━━ Kutipan Teks
HOLOPIS.COM, JAKARTA – Hari TBC Sedunia diperingati setiap tahunnya pada tanggal 24 Maret. Penentuan tanggal 24 Maret sebagai hari peringatan Hari TBC merujuk pada penemuan bakteri yang menyebabkan penyakit tuberkulosis atau TBC.
Sebagaimana diketahui, TBC merupakan penyakit yang sampai saat ini masih menuai perhatian oleh seluruh negara di dunia, termasuk Indonesia. Pasalnya, penyakit satu ini merupakan penyakit menular yang disebabkan oleh bakteri Mycobacterium tuberculosis.
Dikutip Holopis.com dari laman resmi Kementerian Kesehatan (Kemenkes), Penyakit ini dapat menyerang siapa saja dan organ tubuh yang diserang biasanya adalah paru-paru, tulang belakang, kulit, otak, kelenjar getah bening, dan jantung.
Adapun penularan atau infeksi terjadi saat kuman TB yang berada dan bertebaran di udara terhirup oleh orang lain. Saat penderita TB batuk atau bersin tanpa menutup mulut, bakteri akan tersebar ke udara dalam bentuk percikan dahak atau droplet.
Sejarah Hari TBC Sedunia
Berbicara soal sejarah peringatan Hari TBC Sedunia, tentu tidak terlepas dari penemuan pertama bakteri yang menyebabkan penyakit TBC itu sendiri, yang ditemukan oleh Robert Koch pada 24 Maret 1882. Momen itulah yang kemudian 24 Maret diperingati sebagai hari tuberkulosis dunia.
Adapun untuk penetapan Hari TBC Sedunia bermula pada tahun 1980-an, dimana kasus tuberkulosis di seluruh dunia mengalami peningkatan. Peningkatan ini terjadi setelah hampir 20 tahun penyakit ini berada pada titik terendah di negara-negara maju, seperti Amerika Serikat dan Inggris.
Kembalinya penyakit ini ke negara-negara tersebut disebabkan oleh beberapa faktor, termasuk peningkatan global dalam perjalanan dan migrasi dan kejadian HIV/AIDS, serta menurunnya kekhawatiran lokal mengenai risiko infeksi di kalangan lembaga kesehatan masyarakat.
Hal ini mendorong Organisasi Kesehatan Dunia (WHO) menetapkan Hari TBC Sedunia. Pasalnya, peringatan tahunan ini akan menarik perhatian para peneliti, lembaga pendanaan, dan masyarakat terhadap perjuangan global melawan tuberkulosis.
━━━━
Kegiatan:
1. Menurut teks tentang Hari TBC Sedunia, siapa yang pertama kali menemukan bakteri penyebab TBC, dan pada tanggal berapa?
2. Lanjutkan teks tentang Hari TBC Sedunia mulai dari sesudah kalimat terakhirnya.
━━ Data yang Disediakan
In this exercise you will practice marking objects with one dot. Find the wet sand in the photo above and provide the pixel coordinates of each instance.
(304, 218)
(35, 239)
━━━━
Kumpulan Jawaban:
1. Robert Koch, pada 24 Maret 1882.

2.
Hari TBC Sedunia awalnya disponsori oleh WHO bersama dengan dukungan dari kelompok lain, seperti Persatuan Internasional Melawan Tuberkulosis dan Penyakit Paru-Paru.
Namun, upaya awal dari WHO dan organisasi pendukungnya itu tidak mampu menghentikan penyebaran tuberkulosis di wilayah negara-negara berkembang di dunia, terutama di negara-negara yang ada di Benua Afrika. Di sana, jumlah kasus TBC meningkat setiap tahunnya sepanjang tahun 1990-an.
Sebagai tanggapan atas hal itu, WHO dan kelompok pendukungnya pun meningkatkan upaya mereka dan meminta lembaga-lembaga nasional dan internasional lainnya untuk membantu meningkatkan kesadaran dan meningkatkan sumber daya keuangan yang ditujukan untuk menghentikan penyebaran tuberkulosis.
Hasilnya, kejadian kasus baru penyakit ini secara global baru bisa stabil pada awal tahun 2000-an. Meski begitu, jumlah kasus meninggal akibat tuberkulosis di seluruh dunia setiap tahunnya masih berkisar antara 1,5 dan 2 juta orang.
Saat ini munculnya strain basil tuberkulosis yang resistan terhadap obat telah menimbulkan kekhawatiran di kalangan peneliti dan lembaga kesehatan. Pasalnya, Infeksi strain yang resisten memerlukan pengobatan dengan berbagai obat, dimana biayanya bisa sangatlah mahal.
Oleh karena itu, Hari TBC Sedunia saat ini terus menjadi sarana penting untuk menghubungkan peneliti dan organisasi pendanaan dengan pekerja layanan kesehatan dan masyarakat di negara-negara yang membutuhkan untuk berperang melawan infeksi TBC yang saat ini masih menjadi ancaman serius.